--- Trecho fornecido ---
▬▬▬▬▬▬
Por que "Cambriana"?
O motivo principal foi porque a palavra em si soa bonita, independente do significado. E ela parece bonita quando escrita em algum lugar. Mas o significado é interessante também: o período Cambriana foi quando a vida "explodiu" e se diversificou na Terra. Essa ideia de diversificação sem querer querendo se encaixou com a estética do álbum, que tem uma variação bizarra de estilos.

As letras da banda abordam aspectos da vida que são passíveis de identificação por grande parte do público, mas o fato de serem em inglês pode acabar deixando-as em segundo plano. Qual o motivo de escolherem o idioma? 
Foi basicamente costume. Eu sempre ouvi músicas internacionais mais do que nacionais e essas músicas internacionais costumavam ser em inglês. Quando tento cantar em português, não soa natural, eu me sinto meio idiota. E sobre as letras: me importo com elas, mas acho que o principal são as melodias, ritmos e texturas. Dá pra aproveitar o disco sem saber exatamente o que eu tô dizendo.

O CD de estreia da banda foi gravado em estúdios caseiros, certo? De onde vem o conhecimento para fazer as gravações? Rola de mandar uma foto de onde gravaram?
Nós gravamos vocais e instrumentos acústicos em estúdio, todo o resto foi feito em casa. O Israel, guitarrista da banda, já tinha experiência com estúdio e gravação, então ele orientou a banda em certos pontos. Mas boa parte do produto final foi alcançado na base de "errar e tentar de novo" até achar a solução, o que é relativamente tranquilo se você não está se preocupando com o relógio do estúdio.

Alguns dos membros já haviam tocado juntos anteriormente, não é? Quando e em qual banda isso aconteceu e por que ela terminou?
▬▬▬▬▬▬
--- Registros do conjunto de dados de apontamento ---
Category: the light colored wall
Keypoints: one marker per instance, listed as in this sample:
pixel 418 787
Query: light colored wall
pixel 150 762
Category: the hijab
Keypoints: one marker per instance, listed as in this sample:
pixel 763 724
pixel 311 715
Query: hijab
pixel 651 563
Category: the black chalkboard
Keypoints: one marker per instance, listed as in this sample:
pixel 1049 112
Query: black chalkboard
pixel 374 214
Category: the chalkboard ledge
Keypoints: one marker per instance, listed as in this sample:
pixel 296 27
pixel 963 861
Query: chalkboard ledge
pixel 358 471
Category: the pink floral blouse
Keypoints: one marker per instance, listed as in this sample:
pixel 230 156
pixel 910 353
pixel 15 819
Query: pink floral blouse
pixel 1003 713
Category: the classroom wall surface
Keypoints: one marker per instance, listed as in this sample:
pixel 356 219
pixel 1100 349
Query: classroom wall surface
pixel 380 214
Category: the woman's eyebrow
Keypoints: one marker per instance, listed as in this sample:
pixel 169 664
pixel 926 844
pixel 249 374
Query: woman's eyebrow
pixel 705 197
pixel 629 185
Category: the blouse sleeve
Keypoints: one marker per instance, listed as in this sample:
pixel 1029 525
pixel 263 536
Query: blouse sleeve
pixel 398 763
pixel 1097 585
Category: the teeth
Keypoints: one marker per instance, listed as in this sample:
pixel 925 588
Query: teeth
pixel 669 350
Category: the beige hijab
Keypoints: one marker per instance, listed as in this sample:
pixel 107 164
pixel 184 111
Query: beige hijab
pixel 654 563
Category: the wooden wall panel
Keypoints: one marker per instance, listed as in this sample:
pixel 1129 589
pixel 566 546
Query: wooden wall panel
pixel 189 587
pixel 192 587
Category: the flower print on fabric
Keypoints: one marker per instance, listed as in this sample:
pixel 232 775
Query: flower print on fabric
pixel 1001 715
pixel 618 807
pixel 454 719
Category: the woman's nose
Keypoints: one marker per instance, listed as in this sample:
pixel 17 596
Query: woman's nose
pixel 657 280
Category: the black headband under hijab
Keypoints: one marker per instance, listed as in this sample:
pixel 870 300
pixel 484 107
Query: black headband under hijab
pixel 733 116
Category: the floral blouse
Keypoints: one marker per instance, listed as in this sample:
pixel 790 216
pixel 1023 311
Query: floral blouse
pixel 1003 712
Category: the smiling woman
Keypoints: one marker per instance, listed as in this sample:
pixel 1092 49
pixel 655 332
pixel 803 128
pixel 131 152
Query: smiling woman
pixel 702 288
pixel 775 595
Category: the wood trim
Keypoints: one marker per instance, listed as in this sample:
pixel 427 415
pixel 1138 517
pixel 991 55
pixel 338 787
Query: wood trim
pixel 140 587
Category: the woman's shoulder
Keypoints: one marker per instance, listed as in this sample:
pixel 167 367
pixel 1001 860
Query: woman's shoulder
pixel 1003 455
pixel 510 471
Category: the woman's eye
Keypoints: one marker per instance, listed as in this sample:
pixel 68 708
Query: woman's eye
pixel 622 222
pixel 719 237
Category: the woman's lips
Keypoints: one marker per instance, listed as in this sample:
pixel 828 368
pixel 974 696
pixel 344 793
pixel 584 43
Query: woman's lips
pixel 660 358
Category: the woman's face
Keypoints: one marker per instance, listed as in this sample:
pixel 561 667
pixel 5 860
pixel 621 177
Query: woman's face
▬▬▬▬▬▬
--- Detalhes do problema ---
Transcreva da entrevista acima a parte que começa nas palavras com "Foi basicamente costume." e termina em "eu tô dizendo.".

--- Resposta completa ---
Foi basicamente costume. Eu sempre ouvi músicas internacionais mais do que nacionais e essas músicas internacionais costumavam ser em inglês. Quando tento cantar em português, não soa natural, eu me sinto meio idiota. E sobre as letras: me importo com elas, mas acho que o principal são as melodias, ritmos e texturas. Dá pra aproveitar o disco sem saber exatamente o que eu tô dizendo.